Documents seized at Mar-a-Lago – FBI Photo

Events Leading Up to the Search at Mar-a-Lago

The National Archives and Records Administration (NARA) has been trying to recover official government records from Trump ever since he left office in January of 2021, amid news reports of moving vans taking documents to Mar-a-Lago.

After a year of negotiations, Trump turned over 15 boxes of documents to NARA in January of 2022. At the time, he and his representatives did not claim any executive privilege related to the documents. Nor did they claim that Trump had declassified any documents.

When NARA reviewed the so-called “fifteen boxes,” they found a lot of classified material mixed in with other papers and personal items. As a result, in May they referred the matter to the Department of Justice for an investigation into the mishandling of classified information. When DOJ reviewed the boxes, it found 184 classified documents, including 25 that were marked Top Secret.

-*-

* **COMPLETE THE FOLLOWING**
1. Can you rewrite the paragraph in the Mar-a-Lago passage that begins "After a year of negotiations" as a short bulleted list that keeps its main facts?
2. Carry on with the Mar-a-Lago passage, picking up right after its last sentence.
Nothing in the records is needed for this work.

* **RECORD SET**
-*-

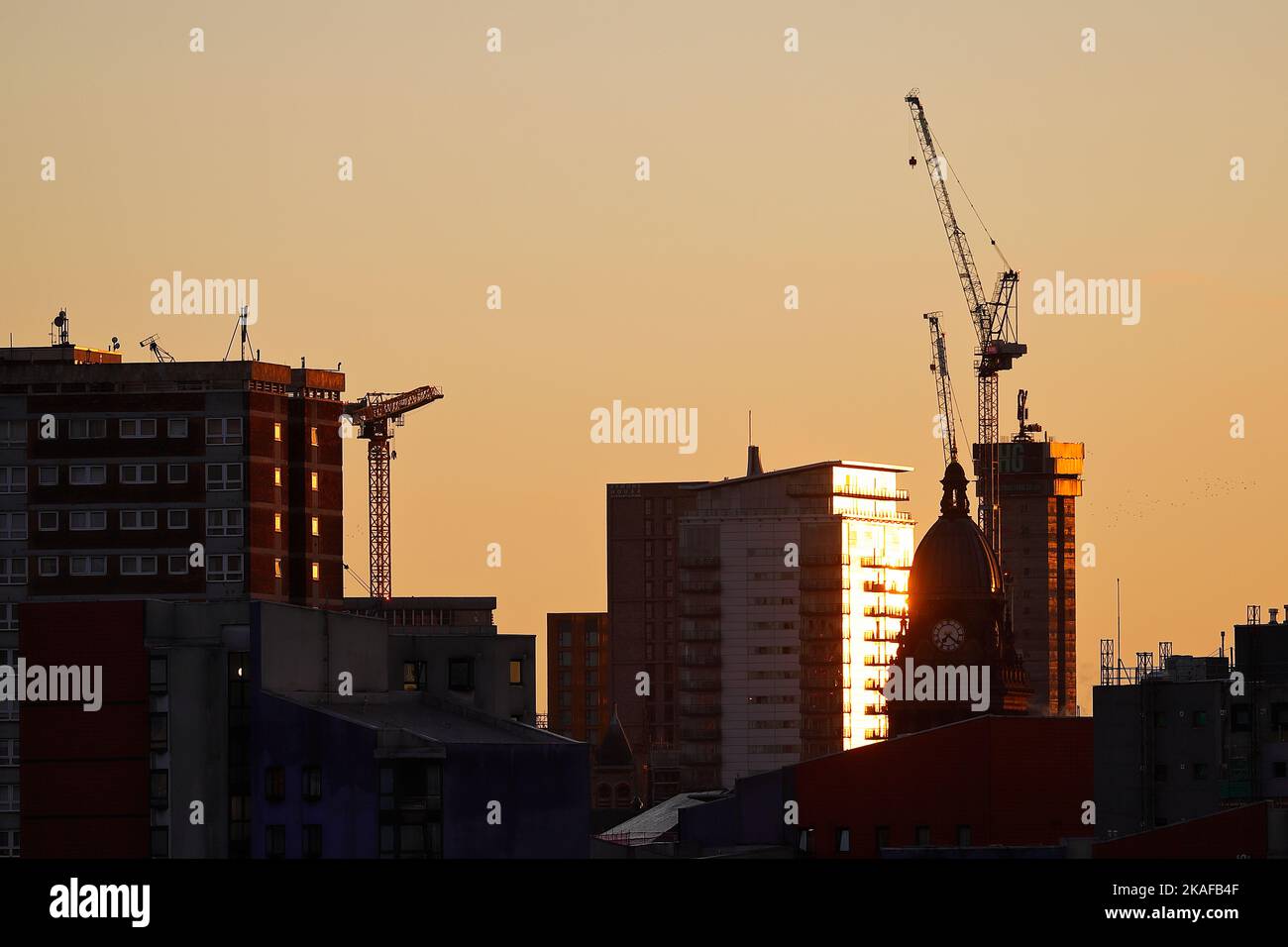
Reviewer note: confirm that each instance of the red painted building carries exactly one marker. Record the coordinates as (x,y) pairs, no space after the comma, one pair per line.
(1018,783)
(72,755)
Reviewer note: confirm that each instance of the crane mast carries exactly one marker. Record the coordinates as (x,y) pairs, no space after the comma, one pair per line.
(996,330)
(943,384)
(375,415)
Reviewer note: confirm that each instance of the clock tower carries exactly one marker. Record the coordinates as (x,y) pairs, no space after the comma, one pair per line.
(956,656)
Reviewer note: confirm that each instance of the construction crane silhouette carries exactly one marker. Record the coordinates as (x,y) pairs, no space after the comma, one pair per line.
(995,320)
(374,415)
(943,384)
(154,344)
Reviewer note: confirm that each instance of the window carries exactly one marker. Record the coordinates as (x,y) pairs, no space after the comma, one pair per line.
(82,521)
(159,724)
(224,569)
(159,789)
(223,431)
(226,522)
(310,777)
(133,474)
(158,674)
(138,565)
(460,674)
(86,428)
(13,571)
(138,519)
(159,841)
(138,427)
(274,784)
(413,676)
(312,841)
(223,476)
(274,841)
(13,526)
(13,433)
(13,479)
(89,565)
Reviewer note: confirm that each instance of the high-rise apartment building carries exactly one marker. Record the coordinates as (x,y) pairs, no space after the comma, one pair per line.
(167,479)
(1039,482)
(793,591)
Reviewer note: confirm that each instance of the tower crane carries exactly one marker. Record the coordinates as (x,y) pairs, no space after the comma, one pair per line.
(943,382)
(996,328)
(374,415)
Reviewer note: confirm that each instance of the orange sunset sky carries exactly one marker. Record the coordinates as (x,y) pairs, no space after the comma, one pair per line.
(768,169)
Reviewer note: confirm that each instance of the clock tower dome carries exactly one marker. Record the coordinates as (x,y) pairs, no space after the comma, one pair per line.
(956,656)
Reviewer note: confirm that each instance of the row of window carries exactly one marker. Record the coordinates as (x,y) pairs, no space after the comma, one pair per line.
(219,431)
(219,522)
(219,567)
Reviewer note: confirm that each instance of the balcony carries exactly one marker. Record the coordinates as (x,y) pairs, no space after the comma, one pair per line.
(885,611)
(698,562)
(881,562)
(700,587)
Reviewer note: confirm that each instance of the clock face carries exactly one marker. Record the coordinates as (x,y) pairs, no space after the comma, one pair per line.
(948,634)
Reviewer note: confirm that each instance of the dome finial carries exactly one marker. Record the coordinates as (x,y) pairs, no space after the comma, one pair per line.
(954,502)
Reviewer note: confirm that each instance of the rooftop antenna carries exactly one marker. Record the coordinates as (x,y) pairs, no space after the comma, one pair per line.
(154,344)
(60,326)
(245,338)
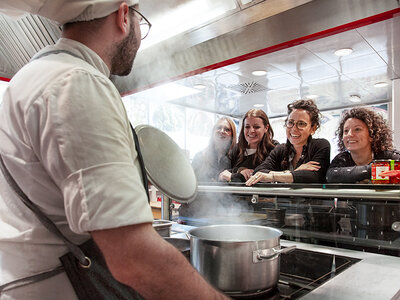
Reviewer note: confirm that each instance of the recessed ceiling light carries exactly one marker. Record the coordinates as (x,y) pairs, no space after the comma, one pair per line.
(313,97)
(199,86)
(259,73)
(343,51)
(380,84)
(355,98)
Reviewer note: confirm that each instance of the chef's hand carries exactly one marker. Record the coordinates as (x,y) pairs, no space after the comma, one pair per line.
(247,173)
(259,176)
(309,166)
(225,176)
(389,173)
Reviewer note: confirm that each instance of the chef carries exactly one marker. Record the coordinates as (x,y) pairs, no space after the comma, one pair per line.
(65,139)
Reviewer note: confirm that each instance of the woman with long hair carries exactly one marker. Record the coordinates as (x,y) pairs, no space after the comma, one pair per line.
(302,158)
(363,135)
(254,145)
(211,161)
(207,165)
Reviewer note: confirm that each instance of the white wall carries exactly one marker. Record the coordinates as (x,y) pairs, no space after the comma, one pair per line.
(396,112)
(3,86)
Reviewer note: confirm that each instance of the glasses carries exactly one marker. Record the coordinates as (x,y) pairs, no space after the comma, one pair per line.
(225,130)
(299,124)
(145,25)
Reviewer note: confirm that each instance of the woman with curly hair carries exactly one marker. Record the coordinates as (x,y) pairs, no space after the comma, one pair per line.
(254,145)
(363,135)
(301,158)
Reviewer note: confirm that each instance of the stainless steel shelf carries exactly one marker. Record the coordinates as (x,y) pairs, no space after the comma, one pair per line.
(353,193)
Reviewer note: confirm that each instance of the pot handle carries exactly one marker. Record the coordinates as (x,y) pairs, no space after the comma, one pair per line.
(259,255)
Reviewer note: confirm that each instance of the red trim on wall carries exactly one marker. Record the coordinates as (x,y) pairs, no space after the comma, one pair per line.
(298,41)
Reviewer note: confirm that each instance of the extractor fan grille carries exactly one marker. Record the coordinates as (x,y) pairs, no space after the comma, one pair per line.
(248,87)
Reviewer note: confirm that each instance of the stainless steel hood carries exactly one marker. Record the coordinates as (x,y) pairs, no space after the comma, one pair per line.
(244,31)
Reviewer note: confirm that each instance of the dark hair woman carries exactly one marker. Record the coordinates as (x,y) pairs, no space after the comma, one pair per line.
(363,135)
(254,145)
(301,158)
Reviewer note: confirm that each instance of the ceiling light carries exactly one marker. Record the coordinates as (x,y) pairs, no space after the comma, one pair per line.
(355,98)
(380,84)
(343,51)
(199,86)
(313,97)
(259,73)
(166,92)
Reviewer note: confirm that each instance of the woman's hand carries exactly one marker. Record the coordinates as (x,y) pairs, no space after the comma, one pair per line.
(259,176)
(389,173)
(246,173)
(309,166)
(225,176)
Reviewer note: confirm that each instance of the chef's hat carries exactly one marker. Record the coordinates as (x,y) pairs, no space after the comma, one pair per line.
(63,11)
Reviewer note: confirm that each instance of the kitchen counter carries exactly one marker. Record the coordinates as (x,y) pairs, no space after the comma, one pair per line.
(374,277)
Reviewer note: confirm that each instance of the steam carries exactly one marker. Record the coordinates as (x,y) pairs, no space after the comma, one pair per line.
(218,208)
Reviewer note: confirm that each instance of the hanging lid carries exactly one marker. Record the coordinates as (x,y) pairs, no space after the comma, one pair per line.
(166,165)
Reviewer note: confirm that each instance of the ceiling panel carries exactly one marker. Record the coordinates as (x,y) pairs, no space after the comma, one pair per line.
(325,48)
(360,63)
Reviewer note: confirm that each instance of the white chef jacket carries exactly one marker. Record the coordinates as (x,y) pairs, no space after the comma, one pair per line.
(66,140)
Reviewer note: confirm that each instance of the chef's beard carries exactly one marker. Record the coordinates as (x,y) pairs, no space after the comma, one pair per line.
(125,53)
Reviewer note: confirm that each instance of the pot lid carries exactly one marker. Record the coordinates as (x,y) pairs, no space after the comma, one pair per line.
(166,165)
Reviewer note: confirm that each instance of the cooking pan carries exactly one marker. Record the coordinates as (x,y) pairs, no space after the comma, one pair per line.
(237,258)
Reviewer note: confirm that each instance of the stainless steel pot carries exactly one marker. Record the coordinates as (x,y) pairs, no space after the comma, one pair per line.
(163,227)
(237,258)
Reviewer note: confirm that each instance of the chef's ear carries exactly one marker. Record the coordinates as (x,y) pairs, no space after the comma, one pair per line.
(123,18)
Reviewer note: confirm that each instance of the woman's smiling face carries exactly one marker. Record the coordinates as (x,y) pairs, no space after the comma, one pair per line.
(356,136)
(298,137)
(254,130)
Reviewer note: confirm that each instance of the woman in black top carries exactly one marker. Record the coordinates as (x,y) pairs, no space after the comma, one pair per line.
(210,162)
(207,166)
(254,145)
(301,158)
(363,136)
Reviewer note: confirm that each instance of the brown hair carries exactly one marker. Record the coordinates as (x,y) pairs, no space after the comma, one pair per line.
(311,108)
(266,144)
(377,127)
(315,116)
(210,152)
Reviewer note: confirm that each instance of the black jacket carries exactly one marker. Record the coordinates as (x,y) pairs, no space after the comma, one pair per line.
(247,163)
(343,169)
(316,150)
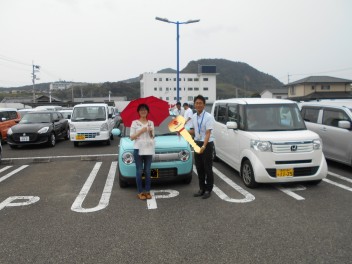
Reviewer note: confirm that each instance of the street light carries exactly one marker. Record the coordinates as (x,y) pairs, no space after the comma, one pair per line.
(178,48)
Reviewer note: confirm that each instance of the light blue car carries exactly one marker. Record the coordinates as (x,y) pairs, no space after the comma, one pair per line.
(173,157)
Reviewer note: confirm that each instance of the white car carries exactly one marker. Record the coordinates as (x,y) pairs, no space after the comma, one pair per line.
(267,141)
(91,122)
(332,120)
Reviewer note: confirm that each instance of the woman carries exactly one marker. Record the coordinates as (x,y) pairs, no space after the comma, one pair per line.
(142,132)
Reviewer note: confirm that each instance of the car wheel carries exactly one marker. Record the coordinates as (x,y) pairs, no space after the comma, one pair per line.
(215,158)
(188,179)
(52,140)
(247,174)
(122,183)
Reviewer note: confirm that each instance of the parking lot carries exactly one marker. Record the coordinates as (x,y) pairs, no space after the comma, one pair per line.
(64,205)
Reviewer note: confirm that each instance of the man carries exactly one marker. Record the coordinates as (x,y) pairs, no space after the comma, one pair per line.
(178,110)
(201,127)
(188,114)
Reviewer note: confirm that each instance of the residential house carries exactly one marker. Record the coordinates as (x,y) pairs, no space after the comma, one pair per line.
(319,87)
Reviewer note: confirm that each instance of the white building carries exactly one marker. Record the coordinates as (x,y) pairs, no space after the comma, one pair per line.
(163,85)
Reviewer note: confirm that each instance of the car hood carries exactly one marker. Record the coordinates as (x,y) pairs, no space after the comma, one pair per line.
(28,128)
(299,135)
(162,143)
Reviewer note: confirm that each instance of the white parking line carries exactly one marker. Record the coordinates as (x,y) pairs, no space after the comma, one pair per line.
(248,197)
(339,184)
(339,176)
(13,172)
(104,200)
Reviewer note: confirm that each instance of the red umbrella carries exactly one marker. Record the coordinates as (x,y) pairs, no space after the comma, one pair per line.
(158,110)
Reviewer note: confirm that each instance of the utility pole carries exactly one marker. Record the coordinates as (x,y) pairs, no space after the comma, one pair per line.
(35,68)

-*-

* **ANSWER SET**
1.
- After a year of negotiations, Trump gave NARA 15 boxes of documents in January 2022.
- Neither he nor his representatives claimed executive privilege over the documents.
- They also did not claim Trump had declassified any of them.

2.
On May 11, believing Trump still had additional documents, DOJ issued a grand jury subpoena for any classified materials at Mar-a-Lago. On June 3, the president’s representatives met with investigators and turned over a single Redweld folder of documents in response to the subpoena. Once again, they did not claim that the documents had been declassified; in fact, they treated them as sensitive materials by wrapping the folder in tape and sealing it.

Trump’s representatives gave the agents a certification, signed by one of Trump’s attorneys, that they had made a “diligent search” and that this was all the classified material that remained. They also showed the agents a storage room where there were additional boxes of documents, but refused to allow the agents to open the boxes to verify that they did not contain any classified materials. The folder they turned over contained 38 more classified documents, including 17 marked Top Secret.

Following the June 3 meeting, the FBI reportedly developed “multiple sources of information” that there were still more documents that had not been turned over. They also developed evidence that “government records were likely concealed and removed from the Storage Room and that efforts were likely taken to obstruct the government’s investigation.”

On August 5, DOJ applied for the search warrant, and it executed the warrant on August 8. They recovered 38 boxes, containers, or other items of evidence. Thirteen of them contained classified material. Some of them were extremely sensitive and classified at high levels such as SCI (Sensitive Compartmented Information).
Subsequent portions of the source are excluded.